§ **Selected excerpt**:
== Segment start ==
"I've never been caught," Bundy says. "I'm never that obvious. I'll maybe stop, catch a few minutes of 'Sex and the City,' and move on."
Bundy traces her condition back two years, when she first moved to Los Angeles from Texas where her 33 inches did her proud. Back in the Lone Star State, she insists, "nobody else had big TVs."
Other victims betray their condition through their wallets. Take John McGann, who told his wife last year he would only move the family from Venice Beach if he could have a pool and a 57-inch TV.
Turns out, he paid more for that TV--$10,500--than he did to furnish the new home--$7,000. And guess which item arrived at the house first? "I had this massive TV, and there was not a stick of furniture in the new house," says McGann, a real-estate appraiser who moved to Westchester in November.
Wouldn't that money have been useful for his retirement? "Oh, I'm 56," McGann says. "I've got plenty of time for that."
One more symptom of screen envy: loss of ability to communicate. "Why did I want this TV?" McGann repeats a question. "I just wanted it."
== Segment end ==
§ **Stored data**:
== Segment start ==
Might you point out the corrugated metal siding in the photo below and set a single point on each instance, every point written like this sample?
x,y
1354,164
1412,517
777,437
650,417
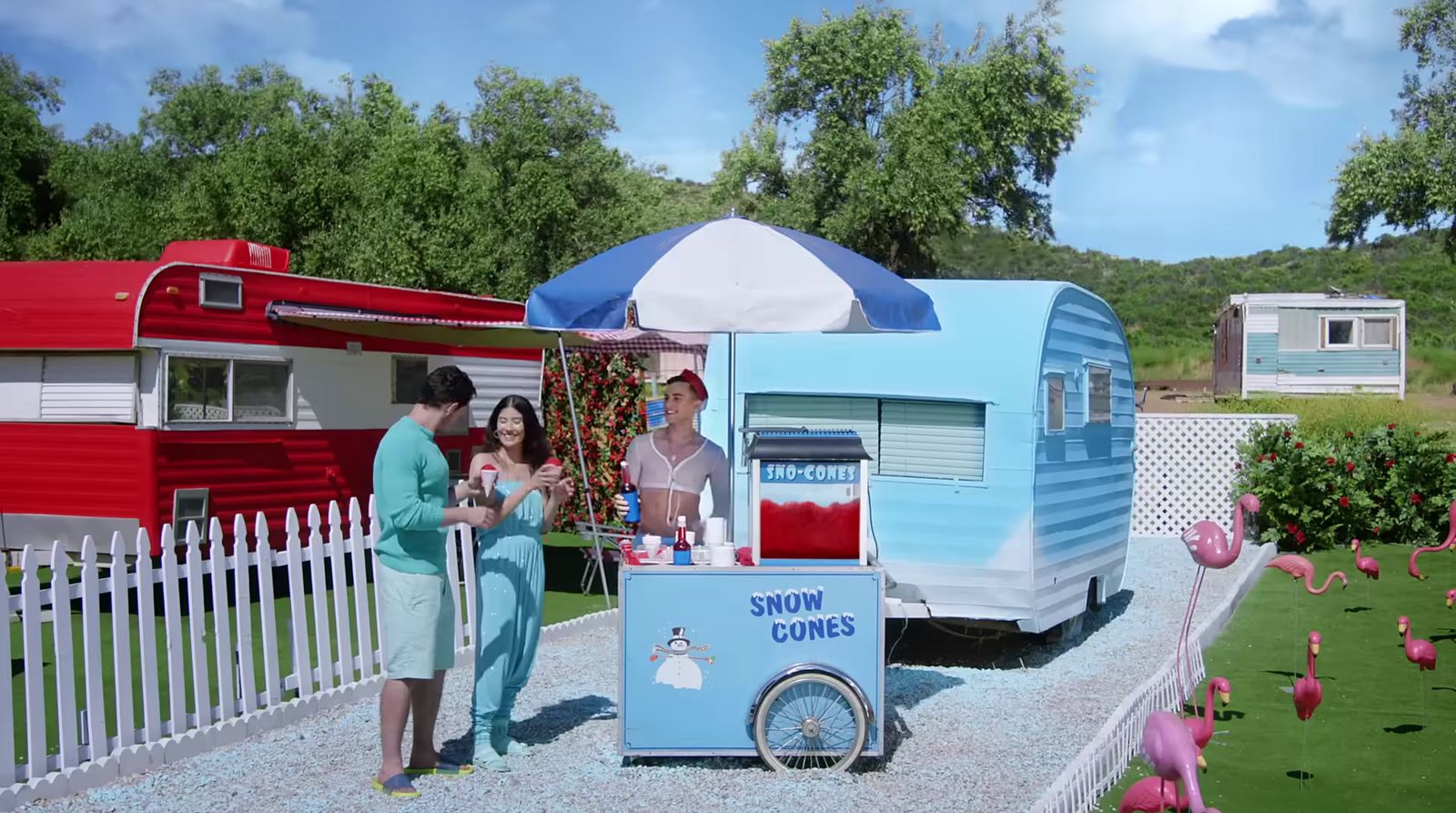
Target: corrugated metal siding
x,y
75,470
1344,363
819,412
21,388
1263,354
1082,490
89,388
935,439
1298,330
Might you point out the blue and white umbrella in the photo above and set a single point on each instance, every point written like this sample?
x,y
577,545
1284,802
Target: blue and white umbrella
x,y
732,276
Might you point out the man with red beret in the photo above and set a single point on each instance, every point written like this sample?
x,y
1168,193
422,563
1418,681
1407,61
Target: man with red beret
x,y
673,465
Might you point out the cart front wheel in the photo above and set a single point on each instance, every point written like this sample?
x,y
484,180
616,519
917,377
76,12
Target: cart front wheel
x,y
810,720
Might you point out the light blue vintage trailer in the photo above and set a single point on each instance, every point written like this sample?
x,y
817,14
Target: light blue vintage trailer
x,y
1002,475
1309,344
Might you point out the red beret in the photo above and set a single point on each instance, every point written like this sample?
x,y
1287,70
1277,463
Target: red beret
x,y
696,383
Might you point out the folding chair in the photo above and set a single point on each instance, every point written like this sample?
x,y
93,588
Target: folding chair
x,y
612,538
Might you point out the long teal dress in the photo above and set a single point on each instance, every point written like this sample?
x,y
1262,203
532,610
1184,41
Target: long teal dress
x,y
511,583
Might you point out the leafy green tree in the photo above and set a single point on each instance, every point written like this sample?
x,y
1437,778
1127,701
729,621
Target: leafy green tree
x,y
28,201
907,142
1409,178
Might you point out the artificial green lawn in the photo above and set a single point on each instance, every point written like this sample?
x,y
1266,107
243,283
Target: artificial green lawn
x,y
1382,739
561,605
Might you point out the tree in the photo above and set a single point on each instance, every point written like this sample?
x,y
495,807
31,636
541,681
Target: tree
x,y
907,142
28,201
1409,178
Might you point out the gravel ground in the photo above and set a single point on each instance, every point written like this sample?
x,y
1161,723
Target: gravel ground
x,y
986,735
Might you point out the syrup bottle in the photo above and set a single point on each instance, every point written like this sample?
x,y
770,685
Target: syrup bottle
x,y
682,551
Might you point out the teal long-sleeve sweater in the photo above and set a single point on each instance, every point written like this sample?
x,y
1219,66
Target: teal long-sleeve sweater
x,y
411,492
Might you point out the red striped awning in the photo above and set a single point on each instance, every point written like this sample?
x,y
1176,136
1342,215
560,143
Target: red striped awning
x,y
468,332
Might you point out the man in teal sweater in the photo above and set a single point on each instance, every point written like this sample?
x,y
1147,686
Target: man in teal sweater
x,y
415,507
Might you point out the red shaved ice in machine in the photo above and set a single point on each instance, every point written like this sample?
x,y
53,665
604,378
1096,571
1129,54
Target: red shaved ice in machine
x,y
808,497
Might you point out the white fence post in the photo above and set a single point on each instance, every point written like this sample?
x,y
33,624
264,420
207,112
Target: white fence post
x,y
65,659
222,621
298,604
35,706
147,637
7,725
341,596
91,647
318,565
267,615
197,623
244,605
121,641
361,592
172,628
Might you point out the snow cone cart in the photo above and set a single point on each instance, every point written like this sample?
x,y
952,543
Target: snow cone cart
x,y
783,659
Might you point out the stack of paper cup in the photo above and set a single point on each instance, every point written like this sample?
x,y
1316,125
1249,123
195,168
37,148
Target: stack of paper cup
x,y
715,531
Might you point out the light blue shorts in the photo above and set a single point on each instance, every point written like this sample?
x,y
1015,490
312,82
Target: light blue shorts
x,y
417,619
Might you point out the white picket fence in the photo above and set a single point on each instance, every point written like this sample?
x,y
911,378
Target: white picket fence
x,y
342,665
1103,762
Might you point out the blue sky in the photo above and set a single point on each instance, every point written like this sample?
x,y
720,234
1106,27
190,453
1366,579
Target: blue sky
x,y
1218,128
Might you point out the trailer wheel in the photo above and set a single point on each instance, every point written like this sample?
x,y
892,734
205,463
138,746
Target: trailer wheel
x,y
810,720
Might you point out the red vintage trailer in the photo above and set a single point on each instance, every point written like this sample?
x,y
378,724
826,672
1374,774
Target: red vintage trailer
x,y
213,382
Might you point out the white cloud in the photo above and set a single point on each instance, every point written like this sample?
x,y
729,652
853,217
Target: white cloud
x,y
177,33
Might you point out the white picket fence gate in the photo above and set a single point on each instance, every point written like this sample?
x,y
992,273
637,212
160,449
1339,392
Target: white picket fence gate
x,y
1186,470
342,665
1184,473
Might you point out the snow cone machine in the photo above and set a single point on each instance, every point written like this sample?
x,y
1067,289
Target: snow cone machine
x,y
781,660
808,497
== Segment end ==
== Segment start ==
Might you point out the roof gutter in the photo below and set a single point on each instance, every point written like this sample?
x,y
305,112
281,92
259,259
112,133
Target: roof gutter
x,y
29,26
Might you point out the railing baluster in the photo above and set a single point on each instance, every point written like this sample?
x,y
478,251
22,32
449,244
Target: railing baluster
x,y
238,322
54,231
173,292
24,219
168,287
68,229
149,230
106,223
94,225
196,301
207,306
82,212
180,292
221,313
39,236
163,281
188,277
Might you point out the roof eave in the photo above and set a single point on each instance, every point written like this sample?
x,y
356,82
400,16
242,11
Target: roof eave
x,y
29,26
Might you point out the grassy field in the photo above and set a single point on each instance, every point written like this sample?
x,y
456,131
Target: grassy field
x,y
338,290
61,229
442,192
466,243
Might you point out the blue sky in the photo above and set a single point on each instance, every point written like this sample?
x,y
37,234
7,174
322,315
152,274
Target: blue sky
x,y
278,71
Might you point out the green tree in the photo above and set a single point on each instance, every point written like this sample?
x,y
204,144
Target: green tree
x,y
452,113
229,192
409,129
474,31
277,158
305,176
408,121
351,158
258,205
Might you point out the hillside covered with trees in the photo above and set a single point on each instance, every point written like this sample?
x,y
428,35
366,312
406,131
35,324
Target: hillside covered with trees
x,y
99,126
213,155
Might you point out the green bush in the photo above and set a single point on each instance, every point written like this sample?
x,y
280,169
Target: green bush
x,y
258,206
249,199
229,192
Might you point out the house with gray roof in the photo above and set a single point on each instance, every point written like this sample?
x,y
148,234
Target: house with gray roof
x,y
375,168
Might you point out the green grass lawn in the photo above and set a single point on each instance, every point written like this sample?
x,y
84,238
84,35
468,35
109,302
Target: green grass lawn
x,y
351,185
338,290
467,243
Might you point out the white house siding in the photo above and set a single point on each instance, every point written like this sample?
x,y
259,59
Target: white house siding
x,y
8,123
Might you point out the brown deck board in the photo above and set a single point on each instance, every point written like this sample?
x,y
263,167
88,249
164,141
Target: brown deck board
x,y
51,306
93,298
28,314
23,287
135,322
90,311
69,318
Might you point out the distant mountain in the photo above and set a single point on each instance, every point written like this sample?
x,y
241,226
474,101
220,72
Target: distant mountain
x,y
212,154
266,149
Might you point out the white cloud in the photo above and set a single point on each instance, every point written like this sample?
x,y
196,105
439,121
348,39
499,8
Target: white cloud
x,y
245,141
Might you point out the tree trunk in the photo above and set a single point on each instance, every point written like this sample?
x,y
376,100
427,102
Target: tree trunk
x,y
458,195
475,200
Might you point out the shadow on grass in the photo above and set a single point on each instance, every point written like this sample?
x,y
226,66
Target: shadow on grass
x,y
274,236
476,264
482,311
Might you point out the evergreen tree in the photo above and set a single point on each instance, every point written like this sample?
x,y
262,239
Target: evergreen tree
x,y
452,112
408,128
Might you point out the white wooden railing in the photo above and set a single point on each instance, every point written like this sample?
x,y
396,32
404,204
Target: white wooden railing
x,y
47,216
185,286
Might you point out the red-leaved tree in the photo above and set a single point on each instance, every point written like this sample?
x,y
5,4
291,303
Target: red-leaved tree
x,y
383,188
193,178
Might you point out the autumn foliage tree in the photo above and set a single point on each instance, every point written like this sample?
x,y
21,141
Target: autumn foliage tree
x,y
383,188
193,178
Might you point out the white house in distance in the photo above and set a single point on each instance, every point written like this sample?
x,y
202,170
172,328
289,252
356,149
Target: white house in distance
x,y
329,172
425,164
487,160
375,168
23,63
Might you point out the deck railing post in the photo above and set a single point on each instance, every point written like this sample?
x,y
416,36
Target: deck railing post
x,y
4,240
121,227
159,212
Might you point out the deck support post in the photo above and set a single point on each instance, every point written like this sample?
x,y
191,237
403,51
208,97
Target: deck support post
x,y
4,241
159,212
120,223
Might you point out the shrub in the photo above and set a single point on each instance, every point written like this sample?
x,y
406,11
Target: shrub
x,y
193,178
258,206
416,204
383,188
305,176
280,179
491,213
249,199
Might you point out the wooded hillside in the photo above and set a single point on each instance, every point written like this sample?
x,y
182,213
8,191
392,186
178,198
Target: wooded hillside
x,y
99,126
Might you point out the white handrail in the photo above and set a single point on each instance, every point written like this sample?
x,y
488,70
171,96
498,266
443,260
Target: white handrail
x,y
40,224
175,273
== Segment end ==
== Segment start ==
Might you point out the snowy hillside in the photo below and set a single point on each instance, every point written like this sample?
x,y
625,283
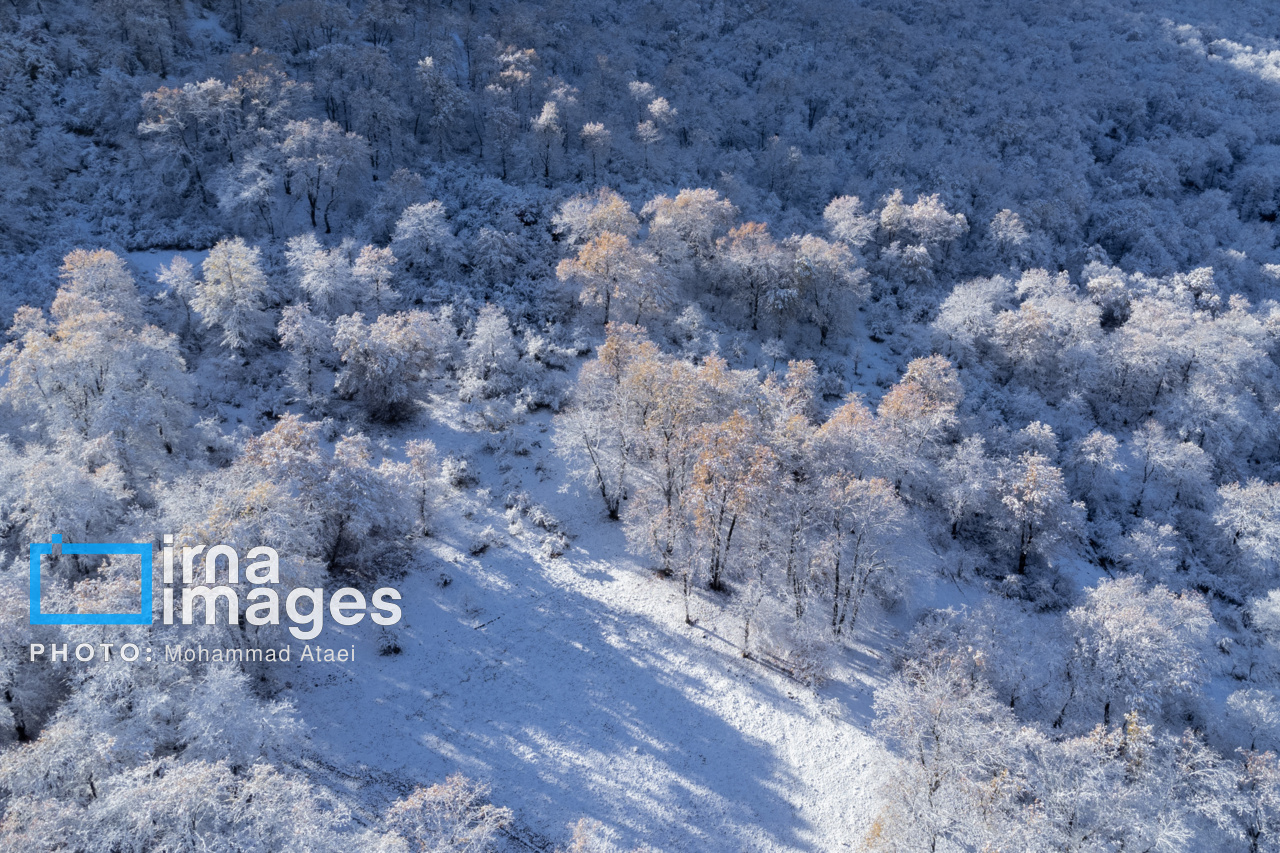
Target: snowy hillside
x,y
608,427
== Segment end ==
§ **Problems to solve**:
1. In the article on screen envy, how much did John McGann pay for his 57-inch TV?
2. Write the next few paragraphs of the article on screen envy, picking up after its final sentence.

§ **Outputs in order**:
1. $10,500

2.
Which brings us back to Big TV Man, King of Los Angeles, or, at least, ruling demigod of any TV lovers who live in my Park La Brea apartment complex. Big TV Man is actually Ryan Snyder, a very forgiving urban planner who let me see his projection system even after I confessed about the laser pointer.
He insists that having a big screen "has never been really important to me." Easily said, given that Snyder's projection system, rigged through a healthy-sized TV that also sits in the living room, registers him immune from screen envy. His digital projector can make images as big or as small as he wants.
Now all he needs is to sell tickets and popcorn.